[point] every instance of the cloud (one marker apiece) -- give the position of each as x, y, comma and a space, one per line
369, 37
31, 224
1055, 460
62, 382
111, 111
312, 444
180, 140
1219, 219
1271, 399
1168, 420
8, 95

※

ASSIGNED TASK
Write out the records in full, word for word.

ANSWER TO THE EXERCISE
[point] every instance of the cloud (one marker apiece) -- give the position of each as x, y, comma and a space, one per line
369, 37
31, 224
1055, 460
62, 382
111, 111
312, 444
180, 140
1219, 219
1271, 399
1168, 420
8, 95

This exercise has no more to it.